▶ Problem details:
Repeat, word for word, the part of the Haskell forum thread below that begins with the words containing "Factorising an integer" and ends with "factorise (n,ps)".

▶ Source text:
Search code examples
haskelltypesprimesprime-factoringtype-signature

Factorising an integer recursively and some questions about functions in Haskell


I've just started to learn Haskell after coming from Python, and I've got a couple of questions about functions. I've written the following code:

--generating prime list
primes = sieve [2..]
sieve (p:ps) = p : sieve [x | x <- ps, mod x p /= 0]

--factorising function
--takes an input of a number and a list of primes and outputs a list of its prime factors
factorise (n,ps)
    | mod n head ps /= 0    = div n head ps : factorise (div n head ps, ps)
    | otherwise             = factorise (n,tail ps)

Firstly, when I try to compile, I get an error relating to n, saying I cannot construct the infinite type: a ~ [a] -> a, why is this?

Secondly, while I understand the logic behind creating an infinite list, why do you not have to explicitly state the types of the function sieve, are the types implied? Would I have to, for the factorise function?

Lastly, is there a more concise way of writing the above algorithm (which I understand is horribly efficient)?


Solution

  • Adding some parentheses here and there fixes the problem:

    factorise (n, ps)
        | mod n (head ps) /= 0  = div n (head ps) : factorise (div n (head ps), ps)
        | otherwise             = factorise (n, tail ps)
    

    Parentheses are used for grouping in Haskell. mod n (head ps) is an application of mod to two arguments, n and head ps; without the parens mod n head ps is an application of mod to three arguments, n, head and ps`, and this just doesn't typecheck.

▶ Material shown:
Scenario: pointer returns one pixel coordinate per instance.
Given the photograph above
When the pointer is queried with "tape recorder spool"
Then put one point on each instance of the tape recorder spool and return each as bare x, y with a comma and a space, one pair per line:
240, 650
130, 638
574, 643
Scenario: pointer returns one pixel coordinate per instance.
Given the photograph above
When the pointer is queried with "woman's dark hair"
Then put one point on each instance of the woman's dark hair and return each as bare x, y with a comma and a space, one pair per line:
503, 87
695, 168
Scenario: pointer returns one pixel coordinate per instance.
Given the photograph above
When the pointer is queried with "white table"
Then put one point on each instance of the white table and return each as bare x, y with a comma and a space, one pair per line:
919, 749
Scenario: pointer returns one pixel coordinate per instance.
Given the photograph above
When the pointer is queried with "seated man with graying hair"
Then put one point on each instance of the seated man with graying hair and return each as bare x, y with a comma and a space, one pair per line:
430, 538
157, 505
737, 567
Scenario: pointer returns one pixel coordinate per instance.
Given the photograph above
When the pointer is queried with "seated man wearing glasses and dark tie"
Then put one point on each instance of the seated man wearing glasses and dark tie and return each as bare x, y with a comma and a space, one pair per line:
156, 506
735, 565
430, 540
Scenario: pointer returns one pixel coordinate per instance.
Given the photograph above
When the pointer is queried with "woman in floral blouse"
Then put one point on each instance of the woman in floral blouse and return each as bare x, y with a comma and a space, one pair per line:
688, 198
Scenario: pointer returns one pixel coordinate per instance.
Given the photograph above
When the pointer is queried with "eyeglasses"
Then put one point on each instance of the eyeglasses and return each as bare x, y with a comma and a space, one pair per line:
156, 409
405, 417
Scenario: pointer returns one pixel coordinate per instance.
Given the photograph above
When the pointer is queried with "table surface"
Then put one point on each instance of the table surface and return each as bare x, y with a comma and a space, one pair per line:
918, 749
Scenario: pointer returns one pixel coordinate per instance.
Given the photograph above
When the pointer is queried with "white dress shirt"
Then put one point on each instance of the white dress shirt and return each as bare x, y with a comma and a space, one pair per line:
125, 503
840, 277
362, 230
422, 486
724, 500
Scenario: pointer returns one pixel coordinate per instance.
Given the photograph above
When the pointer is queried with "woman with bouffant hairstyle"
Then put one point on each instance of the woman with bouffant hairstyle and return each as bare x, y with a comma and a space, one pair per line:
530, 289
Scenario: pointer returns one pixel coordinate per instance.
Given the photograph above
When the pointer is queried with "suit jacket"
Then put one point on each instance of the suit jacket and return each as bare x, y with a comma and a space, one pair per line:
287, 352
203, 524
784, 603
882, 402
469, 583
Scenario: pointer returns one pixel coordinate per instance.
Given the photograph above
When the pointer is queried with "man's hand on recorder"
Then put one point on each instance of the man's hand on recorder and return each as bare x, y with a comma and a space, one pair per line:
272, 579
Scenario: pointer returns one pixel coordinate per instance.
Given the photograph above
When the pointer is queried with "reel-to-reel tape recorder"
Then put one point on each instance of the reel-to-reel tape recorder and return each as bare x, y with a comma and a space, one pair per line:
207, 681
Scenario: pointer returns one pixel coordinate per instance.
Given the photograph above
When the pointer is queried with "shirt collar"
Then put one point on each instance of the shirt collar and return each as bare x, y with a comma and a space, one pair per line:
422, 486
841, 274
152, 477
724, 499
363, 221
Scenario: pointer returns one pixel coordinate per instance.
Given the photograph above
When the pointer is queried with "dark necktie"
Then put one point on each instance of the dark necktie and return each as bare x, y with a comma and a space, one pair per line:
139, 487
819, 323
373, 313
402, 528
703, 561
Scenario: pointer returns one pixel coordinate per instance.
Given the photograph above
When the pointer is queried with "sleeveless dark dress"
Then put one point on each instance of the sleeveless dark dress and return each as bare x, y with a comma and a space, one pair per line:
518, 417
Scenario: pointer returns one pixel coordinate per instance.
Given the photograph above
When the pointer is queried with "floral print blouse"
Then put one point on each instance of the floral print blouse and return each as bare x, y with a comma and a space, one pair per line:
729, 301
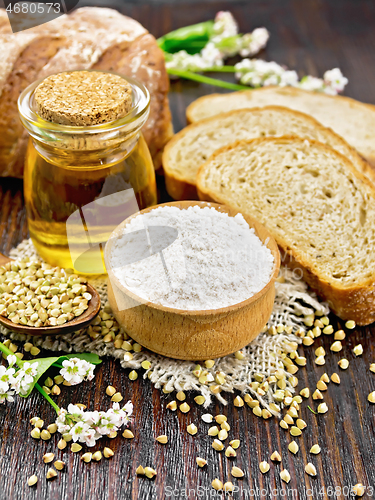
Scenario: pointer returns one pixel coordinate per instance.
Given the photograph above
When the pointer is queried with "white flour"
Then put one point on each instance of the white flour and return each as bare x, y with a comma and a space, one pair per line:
216, 260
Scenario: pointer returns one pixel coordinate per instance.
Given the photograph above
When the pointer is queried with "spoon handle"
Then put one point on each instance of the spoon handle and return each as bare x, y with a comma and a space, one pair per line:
4, 259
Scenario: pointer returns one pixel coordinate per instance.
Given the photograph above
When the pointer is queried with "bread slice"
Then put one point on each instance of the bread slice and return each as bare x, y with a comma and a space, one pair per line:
317, 206
194, 144
353, 120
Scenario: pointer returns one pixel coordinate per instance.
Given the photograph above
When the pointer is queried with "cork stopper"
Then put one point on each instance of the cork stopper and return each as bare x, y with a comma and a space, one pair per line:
83, 98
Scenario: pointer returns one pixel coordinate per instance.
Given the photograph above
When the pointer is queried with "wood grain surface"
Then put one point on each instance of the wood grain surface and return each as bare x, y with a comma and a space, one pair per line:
311, 36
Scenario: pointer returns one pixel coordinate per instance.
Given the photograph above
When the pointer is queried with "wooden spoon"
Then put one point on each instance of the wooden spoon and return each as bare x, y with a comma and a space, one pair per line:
71, 326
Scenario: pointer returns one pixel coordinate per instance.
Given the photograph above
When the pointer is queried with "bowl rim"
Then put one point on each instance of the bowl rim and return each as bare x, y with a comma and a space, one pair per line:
269, 241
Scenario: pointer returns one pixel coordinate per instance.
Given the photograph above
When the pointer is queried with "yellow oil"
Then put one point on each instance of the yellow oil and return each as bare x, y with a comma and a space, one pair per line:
66, 198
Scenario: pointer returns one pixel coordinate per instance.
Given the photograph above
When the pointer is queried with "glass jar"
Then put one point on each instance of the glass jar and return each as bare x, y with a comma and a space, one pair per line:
81, 182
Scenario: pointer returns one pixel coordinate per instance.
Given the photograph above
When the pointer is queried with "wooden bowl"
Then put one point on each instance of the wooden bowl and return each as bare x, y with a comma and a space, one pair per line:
186, 334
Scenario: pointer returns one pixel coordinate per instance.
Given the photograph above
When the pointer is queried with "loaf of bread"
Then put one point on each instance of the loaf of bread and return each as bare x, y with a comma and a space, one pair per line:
193, 145
354, 121
317, 206
88, 38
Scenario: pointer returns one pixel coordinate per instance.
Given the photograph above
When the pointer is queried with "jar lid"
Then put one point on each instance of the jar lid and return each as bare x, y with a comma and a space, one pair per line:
83, 98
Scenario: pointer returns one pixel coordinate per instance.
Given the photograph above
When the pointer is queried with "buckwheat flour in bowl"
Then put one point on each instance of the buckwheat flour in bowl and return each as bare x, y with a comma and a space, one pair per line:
209, 260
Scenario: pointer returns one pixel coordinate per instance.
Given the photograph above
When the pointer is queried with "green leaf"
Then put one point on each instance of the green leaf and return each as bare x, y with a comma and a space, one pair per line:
190, 38
197, 77
43, 365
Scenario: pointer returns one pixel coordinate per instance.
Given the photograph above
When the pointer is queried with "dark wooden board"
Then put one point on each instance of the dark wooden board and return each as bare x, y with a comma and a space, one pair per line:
311, 36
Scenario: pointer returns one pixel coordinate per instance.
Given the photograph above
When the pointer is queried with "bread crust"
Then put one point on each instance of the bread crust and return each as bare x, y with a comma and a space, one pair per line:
87, 38
370, 158
356, 302
181, 188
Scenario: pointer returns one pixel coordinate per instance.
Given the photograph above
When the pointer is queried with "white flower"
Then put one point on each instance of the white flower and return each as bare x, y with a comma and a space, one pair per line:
256, 72
79, 430
289, 78
77, 370
311, 83
335, 79
89, 426
6, 375
89, 437
11, 360
252, 43
8, 396
75, 411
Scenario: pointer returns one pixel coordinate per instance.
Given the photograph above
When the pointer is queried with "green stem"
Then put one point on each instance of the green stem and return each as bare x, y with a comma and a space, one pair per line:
50, 400
197, 77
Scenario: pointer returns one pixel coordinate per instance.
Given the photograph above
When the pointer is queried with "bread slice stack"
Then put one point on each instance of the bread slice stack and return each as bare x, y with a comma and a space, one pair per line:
194, 144
316, 204
354, 121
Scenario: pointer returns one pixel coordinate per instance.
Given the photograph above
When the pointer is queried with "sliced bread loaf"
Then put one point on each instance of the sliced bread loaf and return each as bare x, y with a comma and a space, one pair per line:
319, 209
353, 120
193, 145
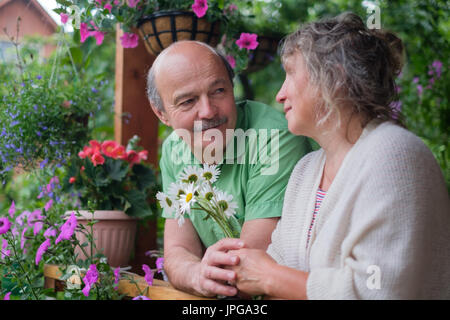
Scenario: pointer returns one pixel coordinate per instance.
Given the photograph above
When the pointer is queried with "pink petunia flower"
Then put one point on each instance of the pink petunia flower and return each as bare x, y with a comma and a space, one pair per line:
108, 7
248, 41
5, 253
50, 232
5, 225
160, 264
64, 17
231, 61
108, 147
148, 274
143, 155
84, 32
98, 35
129, 40
141, 298
132, 157
42, 248
97, 159
67, 229
22, 238
89, 279
116, 276
48, 205
35, 221
12, 210
132, 3
200, 7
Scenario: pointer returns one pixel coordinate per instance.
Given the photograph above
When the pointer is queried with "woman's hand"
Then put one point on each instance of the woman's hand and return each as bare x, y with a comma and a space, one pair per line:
254, 271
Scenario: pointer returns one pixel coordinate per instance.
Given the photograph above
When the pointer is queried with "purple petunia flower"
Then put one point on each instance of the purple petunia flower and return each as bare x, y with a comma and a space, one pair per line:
148, 274
12, 210
42, 248
67, 229
5, 253
5, 224
89, 279
116, 276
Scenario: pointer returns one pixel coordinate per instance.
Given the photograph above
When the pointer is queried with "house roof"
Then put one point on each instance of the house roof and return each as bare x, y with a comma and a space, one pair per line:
38, 7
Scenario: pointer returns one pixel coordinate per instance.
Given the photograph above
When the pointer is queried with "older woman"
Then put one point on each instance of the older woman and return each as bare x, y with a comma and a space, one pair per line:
367, 216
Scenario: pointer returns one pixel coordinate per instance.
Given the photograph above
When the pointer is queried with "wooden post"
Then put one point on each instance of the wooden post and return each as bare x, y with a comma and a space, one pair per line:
133, 116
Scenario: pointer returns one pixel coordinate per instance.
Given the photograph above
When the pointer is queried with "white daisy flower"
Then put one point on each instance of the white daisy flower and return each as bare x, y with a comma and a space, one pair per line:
210, 172
188, 198
191, 174
166, 202
228, 206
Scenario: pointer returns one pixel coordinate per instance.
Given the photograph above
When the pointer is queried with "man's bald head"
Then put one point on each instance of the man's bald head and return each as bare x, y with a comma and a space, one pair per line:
190, 50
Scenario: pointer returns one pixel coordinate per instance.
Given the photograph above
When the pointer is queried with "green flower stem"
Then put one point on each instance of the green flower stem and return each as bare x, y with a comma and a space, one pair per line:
21, 267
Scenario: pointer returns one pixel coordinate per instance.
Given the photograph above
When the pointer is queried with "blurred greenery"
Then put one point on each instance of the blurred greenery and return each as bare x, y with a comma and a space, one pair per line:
424, 26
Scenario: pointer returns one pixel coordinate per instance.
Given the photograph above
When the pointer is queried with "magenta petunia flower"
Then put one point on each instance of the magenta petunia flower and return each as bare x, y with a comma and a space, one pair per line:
35, 221
50, 232
248, 41
231, 61
116, 276
108, 7
64, 17
84, 32
160, 264
67, 229
12, 210
22, 237
89, 279
148, 274
132, 3
141, 298
200, 7
5, 253
129, 40
5, 224
48, 205
42, 248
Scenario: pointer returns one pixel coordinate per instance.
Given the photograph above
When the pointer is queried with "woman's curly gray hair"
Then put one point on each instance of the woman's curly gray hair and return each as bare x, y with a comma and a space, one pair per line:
349, 64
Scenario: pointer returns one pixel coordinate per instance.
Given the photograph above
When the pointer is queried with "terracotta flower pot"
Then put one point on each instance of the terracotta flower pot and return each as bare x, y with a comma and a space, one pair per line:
263, 54
162, 28
114, 233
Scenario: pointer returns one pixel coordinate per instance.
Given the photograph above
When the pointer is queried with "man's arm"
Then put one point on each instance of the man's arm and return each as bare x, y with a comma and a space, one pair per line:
256, 234
188, 270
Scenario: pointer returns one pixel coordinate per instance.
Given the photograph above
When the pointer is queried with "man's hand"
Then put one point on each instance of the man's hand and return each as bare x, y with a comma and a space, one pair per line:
212, 277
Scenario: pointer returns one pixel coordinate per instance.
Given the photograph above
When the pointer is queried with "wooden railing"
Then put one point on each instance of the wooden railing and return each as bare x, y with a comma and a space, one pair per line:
160, 290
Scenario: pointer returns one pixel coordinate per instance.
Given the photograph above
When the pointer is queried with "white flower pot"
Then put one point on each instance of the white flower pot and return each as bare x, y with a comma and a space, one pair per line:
114, 235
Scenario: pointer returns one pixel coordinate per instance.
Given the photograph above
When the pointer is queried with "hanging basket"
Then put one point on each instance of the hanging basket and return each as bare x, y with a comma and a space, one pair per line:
162, 28
263, 54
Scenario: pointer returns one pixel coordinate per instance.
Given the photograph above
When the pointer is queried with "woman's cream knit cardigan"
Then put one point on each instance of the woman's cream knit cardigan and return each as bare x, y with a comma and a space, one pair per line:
383, 229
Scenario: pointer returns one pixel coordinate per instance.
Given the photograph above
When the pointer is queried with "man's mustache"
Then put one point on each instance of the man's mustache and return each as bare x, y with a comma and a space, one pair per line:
202, 125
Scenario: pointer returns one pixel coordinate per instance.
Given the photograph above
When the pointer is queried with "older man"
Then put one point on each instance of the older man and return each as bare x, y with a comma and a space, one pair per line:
190, 88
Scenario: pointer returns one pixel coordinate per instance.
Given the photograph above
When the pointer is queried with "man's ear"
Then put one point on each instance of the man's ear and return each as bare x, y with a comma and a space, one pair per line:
161, 115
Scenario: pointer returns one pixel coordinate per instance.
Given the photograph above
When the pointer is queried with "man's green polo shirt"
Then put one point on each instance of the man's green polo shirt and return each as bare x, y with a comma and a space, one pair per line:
256, 174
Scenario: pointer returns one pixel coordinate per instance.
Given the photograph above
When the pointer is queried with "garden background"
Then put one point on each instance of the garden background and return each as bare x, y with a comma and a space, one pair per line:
423, 86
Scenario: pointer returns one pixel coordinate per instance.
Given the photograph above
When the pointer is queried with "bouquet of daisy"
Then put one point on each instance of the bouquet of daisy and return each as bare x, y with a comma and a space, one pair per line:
194, 190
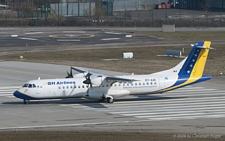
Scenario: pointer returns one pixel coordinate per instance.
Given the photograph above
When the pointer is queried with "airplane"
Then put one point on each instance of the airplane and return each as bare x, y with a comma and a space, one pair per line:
91, 85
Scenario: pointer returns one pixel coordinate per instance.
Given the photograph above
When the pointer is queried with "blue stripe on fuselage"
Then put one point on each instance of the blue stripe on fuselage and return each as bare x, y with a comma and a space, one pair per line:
20, 95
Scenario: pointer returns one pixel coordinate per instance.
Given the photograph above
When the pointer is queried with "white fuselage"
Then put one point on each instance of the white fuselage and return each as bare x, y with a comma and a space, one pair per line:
74, 87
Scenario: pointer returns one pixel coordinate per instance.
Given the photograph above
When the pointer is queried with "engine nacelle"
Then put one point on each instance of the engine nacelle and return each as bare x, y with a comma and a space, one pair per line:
95, 93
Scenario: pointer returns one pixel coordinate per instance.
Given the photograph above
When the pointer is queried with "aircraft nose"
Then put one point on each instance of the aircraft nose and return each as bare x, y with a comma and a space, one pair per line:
20, 95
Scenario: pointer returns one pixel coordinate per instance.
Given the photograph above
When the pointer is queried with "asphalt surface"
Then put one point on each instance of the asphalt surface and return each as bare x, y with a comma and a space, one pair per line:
190, 110
26, 37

▶ Answer to the task:
Factorising an integer recursively and some questions about functions in Haskell


I've just started to learn Haskell after coming from Python, and I've got a couple of questions about functions. I've written the following code:

--generating prime list
primes = sieve [2..]
sieve (p:ps) = p : sieve [x | x <- ps, mod x p /= 0]

--factorising function
--takes an input of a number and a list of primes and outputs a list of its prime factors
factorise (n,ps)